→ WHAT IS ASKED:
(a) Reproduce the listing word for word, starting at the line that contains "Please drop a marker on the bride's" and ending with the final line of the listing.
(b) Extend the blog excerpt beyond its last line.

→ TEXT EXCERPT:
And the villagers rejoice.




Tuesday, May 08, 2007

I Never Have to Shop Again



The Cinco de Mayo party was a success. I work best under pressure and I think one day's notice in plenty of pressure. Everyone I invited came, except Jo, but she had a valid excuse (she was working the big city-wide party downtown).

I cleaned the house the night before, and it's still pretty clean. I got up early and made guacamole (and I must say for my for my first solo attempt, it was fantastic). Mom and Dad were the first to arrive and thy brought cake! (and meatballs). Which seeing as how I live alone and am single, I am eating it for dinner.

Then Gen came with the indoor grill and I set that up, getting ready to BBQ.

Finally, Daria and Brian showed up with the pinata, whom we named Jorge. They also brought guac, and many other things (like I said, I don't have to shop for a while). We enjoyed burgers and turkey dogs (Daria doesn't eat things with noses). We talked and then we took Jorge to meet his destiny and be destroyed by the bat of, well, destiny. Actually, I think it was a Louisville Slugger, but I digress.

We had a blindfold and we spun and we whacked him into oblivion. He was filled with candy, condoms and office supplies. A good haul that I got to keep.

Anyway, so then Gen had to go and B, D and I played board games for a while and watch the Kentucky Derby.

Then, being exhausted from cleaning the house until midnight and getting up early to do hostess things, they left and I watched TV. I tried to nap, but it didn't work so I cleaned up and went to bed. It was a very fun party.

I also learned how to make a pretty decent Margarita.

Friday, May 04, 2007

Odd Findings

I found a used condom wrapper on my floor this morning and while I am sure it is from sex days gone past (as I have not had sex in that bed in quite a while), I am also paranoid that people are sneaking into my house while I am at work and having sex in my bed. While I commend them for being safe, EWWWWWW!

Also, I would be so embarrassed to have people at my house, it's a pit. Which brings me to the following point:

I am having a Cinco de Mayo party tomorrow. My house is clean, the laundry is about to be put away and the food is bought. The sodas are chilling on the patio/balcony (there is no room in the fridge). I am excited. It's my first party in months. I am due.

Old People Smell

What I smell like







What I'm using





I smell like old lady.

This being summer, when the weather gets warmer, the amount of clothing I wear lessens by a certain degree. So I am trying to get my skin ready for it's show. And by that I mean moisturizing like you wouldn't believe. So last night I took the suggestion of a friend and bought some body oil for after shower moisturization. I am soft, but I smell like an old lady. It's a sesame formula so I smell like grape seed oil and almonds. Not the best. I thought it smelled familiar and then I realized I smelled like my grandma. I will have to get a new formula this weekend.

Also, it is almost Cinqo de Mayo and Vieve and I want to do something, but no one else does.

Wednesday, May 02, 2007

Look Who Learned to Upload

Me and I love it.

Recorded data:

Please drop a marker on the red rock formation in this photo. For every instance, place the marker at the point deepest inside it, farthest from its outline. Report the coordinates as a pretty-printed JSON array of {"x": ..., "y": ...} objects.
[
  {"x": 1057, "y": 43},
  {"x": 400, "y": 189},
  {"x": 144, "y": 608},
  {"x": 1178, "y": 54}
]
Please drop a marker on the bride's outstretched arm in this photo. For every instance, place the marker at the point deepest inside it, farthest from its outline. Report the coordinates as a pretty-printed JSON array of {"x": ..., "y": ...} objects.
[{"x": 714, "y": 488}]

→ RESPONSES TO THE EXERCISE:
(a)
Please drop a marker on the bride's outstretched arm in this photo. For every instance, place the marker at the point deepest inside it, farthest from its outline. Report the coordinates as a pretty-printed JSON array of {"x": ..., "y": ...} objects.
[{"x": 714, "y": 488}]

(b)
Nugget Watch '07






In exactly one week, we will find out the sex of the Nugget, also known as Nephnie. I want a girl, Youngest and Baby Daddy want a boy. Which I don't get. They have only known girls growing up. Youngest has me and the LLS and BD only has sisters too. Maybe they want a change, or maybe it's easier to raise boys. I don't know.

I still want a girl. But it will be a boy.

Look at the cuteness she could wear. And girls don't pee on you.

Tuesday, May 01, 2007

She Was Mean to Me


I was made to feel badly about my job for the first time yesterday when a resident from one of our properties came down to have a talk with our Regional Manager.

For one thing, why do so many people just drop in? It's a waste of time especially if the person they need to see is unavailable or not here (which happens a lot).

But I digress...

This woman said to me, "I can't speak to just a clerk." That hurt, lady. I am a valuable member of the team. I am not a clerk. I am an Office Goddess and she should recognise that. The flowers and card on my desk speak to this fact.

Bitch.

Blue Nude, Picasso, 1902

May Day - A Musical Lament



I was talking to the Banker the other day about the shows and music that defined our generation. As he is 4 years older than I am , he had “Beverly Hills, 90210” as a show that defined his generation. What do I have? There are no shows that so defined a group of people growing up in the early 1990s.

And musically, we are screwed. I do not want to be known as the generation that had the Backstreet Boys and N*Sync as the most popular bands in the world. We don’t have a Jimi Hendrix or the Doors, or Janis Joplin (who I heard on my way in this morning, (Cry, Baby). We don’t have a figure or a sound that speaks for us or who we are. And that is sad.

Does this mean we are definition-less? Indescribable? Speechlessness inducing? Or just too annoying to put words to?

I guess I could just go on enjoying and claiming the music of the past. I am one of the few people I know who likes and can appreciate the musicality of James Taylor, Cat Stevens, Janis and Eric Clapton; as well as most of the music from the generation previous to that.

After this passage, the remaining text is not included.